* _EXTRAIT DU DOCUMENT_:
# # #

Une précision s’impose : sur cette terre de lutte, le soussigné n’a jamais foutu les pieds. Non pas que l’envie ou la curiosité n’aient pas été là, mais l’opportunité, pour faire court, ne s’est jamais présentée. On savait, grossièrement, que plusieurs tendances, allant des « citoyennistes » à des franges plus radicales, cohabitaient bon gré mal gré sur place, s’adaptant et réagissant en fonction des niveaux de conflictualité imposés par l’État et sa flicaille. On savait, par expérience, que tout front de lutte à prétention horizontale doit aussi lutter contre ses dissensions internes et ses chefferies informelles. Il n’y avait aucune raison que Notre-Dame-des-Landes, malgré son aura pugnace et audacieuse, malgré sa cote de popularité et cette espèce d’exemplarité qu’elle semblait annoncer pour l’avenir, échappe à la loi du genre. Cela dit, bon nombre de copains et copines ayant fait un séjour sur place en revenaient souvent avec la banane. En février 2016, le journaliste Nicolas de la Casinière, indécrottable optimiste et ferrailleur contre la pieuvre maffieuse Vinci, notait dans un article paru dans CQFD : « Malgré les disparités, les sensibilités et les options stratégiques, malgré les tentatives de division orchestrées par le préfet et reprises par les médias, la cohésion tient solidement entre paysans historiques et zadistes, le collectif de paysans Copain, l’association citoyenne Acipa, la coordination qui intègre syndicats et groupes politiques, le groupe d’élus CéDPa [2], les Naturalistes en lutte, les comités anti-aéroport de toute la France, récemment ravivés après des mois de sommeil [3]. » Preuve d’une telle cohésion : deux ans après, le projet d’aéroport était définitivement enterré.

# # #

* _LES CONSIGNES_:
A – Pour chacune des affirmations suivantes, indiquez si l'extrait sur Notre-Dame-des-Landes la confirme (oui ou non) et citez les mots qui tranchent : (i) l'auteur a séjourné à Notre-Dame-des-Landes ; (ii) l'article de Nicolas de la Casinière est paru dans CQFD en février 2016 ; (iii) le projet d'aéroport a été abandonné un an après cet article.
B – Dans l'extrait sur Notre-Dame-des-Landes, relevez tous les groupes entre lesquels, selon la citation de Nicolas de la Casinière, la cohésion tient.
C – Reprenez l'extrait sur Notre-Dame-des-Landes après sa dernière phrase et poursuivez-le.

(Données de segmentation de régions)
# # #

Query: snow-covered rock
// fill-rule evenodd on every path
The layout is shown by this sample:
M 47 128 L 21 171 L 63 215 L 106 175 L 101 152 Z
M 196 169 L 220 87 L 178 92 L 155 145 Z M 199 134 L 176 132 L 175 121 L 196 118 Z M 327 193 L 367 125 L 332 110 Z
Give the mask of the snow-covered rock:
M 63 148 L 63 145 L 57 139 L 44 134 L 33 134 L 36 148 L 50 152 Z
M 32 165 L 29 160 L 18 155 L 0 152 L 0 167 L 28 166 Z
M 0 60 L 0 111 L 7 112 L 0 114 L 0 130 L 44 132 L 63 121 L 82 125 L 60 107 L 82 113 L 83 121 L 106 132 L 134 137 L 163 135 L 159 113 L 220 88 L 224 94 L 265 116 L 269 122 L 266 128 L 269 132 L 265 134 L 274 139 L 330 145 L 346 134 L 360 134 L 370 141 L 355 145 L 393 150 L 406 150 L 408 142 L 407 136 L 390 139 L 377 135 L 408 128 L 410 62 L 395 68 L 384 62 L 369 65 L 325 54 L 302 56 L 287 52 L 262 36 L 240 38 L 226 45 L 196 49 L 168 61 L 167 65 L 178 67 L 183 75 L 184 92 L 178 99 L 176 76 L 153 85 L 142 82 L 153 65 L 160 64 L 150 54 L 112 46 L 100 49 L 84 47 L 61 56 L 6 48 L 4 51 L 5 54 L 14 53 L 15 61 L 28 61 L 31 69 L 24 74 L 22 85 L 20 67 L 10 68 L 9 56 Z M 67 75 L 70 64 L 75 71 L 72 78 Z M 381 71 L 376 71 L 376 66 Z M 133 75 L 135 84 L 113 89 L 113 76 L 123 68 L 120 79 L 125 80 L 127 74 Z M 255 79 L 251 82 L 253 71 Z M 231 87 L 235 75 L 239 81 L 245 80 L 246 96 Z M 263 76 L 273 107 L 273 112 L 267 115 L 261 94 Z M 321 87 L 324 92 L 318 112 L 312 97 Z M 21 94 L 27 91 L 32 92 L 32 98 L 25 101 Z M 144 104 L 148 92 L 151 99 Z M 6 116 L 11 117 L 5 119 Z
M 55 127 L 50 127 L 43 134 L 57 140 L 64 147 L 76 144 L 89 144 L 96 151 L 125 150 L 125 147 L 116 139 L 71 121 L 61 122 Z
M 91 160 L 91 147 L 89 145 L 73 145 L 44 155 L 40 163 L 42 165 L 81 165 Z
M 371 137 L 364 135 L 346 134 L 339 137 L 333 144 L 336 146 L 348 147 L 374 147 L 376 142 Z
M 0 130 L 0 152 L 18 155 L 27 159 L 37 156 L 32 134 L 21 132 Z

# # #

* _RÉPONSES DE L'EXERCICE_:
A –
(i) Non : « sur cette terre de lutte, le soussigné n’a jamais foutu les pieds ».
(ii) Oui : « En février 2016, le journaliste Nicolas de la Casinière » et « notait dans un article paru dans CQFD ».
(iii) Non : « deux ans après, le projet d’aéroport était définitivement enterré ».

B –
- les paysans historiques
- les zadistes
- le collectif de paysans Copain
- l'association citoyenne Acipa
- la coordination qui intègre syndicats et groupes politiques
- le groupe d'élus CéDPa
- les Naturalistes en lutte
- les comités anti-aéroport de toute la France

C –
L’histoire aurait pu en rester là, jusqu’à ce que nous soyons contactés par un mystérieux « A » nous proposant de recenser un bouquin sur la zad, un texte donnant « un point de vue à la fois “joyeux” et critique » et accordant la voix à ceux ayant fait « partie du “camp” des perdants, après la “victoire” de 2018 ». Curieux de l’affaire et de ses guillemets pleins d’équivoque, nous disons bingo. Quand le bouquin débarque à la maison, un mélange de perplexité et d’étonnement nous saisit. Peu de place est laissé à l’objet livre dans une recension. C’est un tort. Une couverture peut être douce à l’œil ou d’une gerbante mocheté, un titre joliment inspiré ou lourdement pompeux, une mise en page épaisse comme un gruau ou clairette comme un bouillon. Bref, un bouquin parle beaucoup avant d’être lu. Celui causant de Notre-Dame-des-Landes l’est d’autant qu’il constitue un cas d’école totalement contre-intuitif : n’affichant ni titre ni auteur, et donc une totale mutité de façade, son contenu est extrêmement bavard. Sans prix ni maison d’édition, c’est un livre totalement hors les clous, impossible à référencer, un pavé végétal autoédité pesant bon son poids de 563 grammes et alignant sur papier mat ses 367 pages de photos pleine page et d’entretiens écrits serrés.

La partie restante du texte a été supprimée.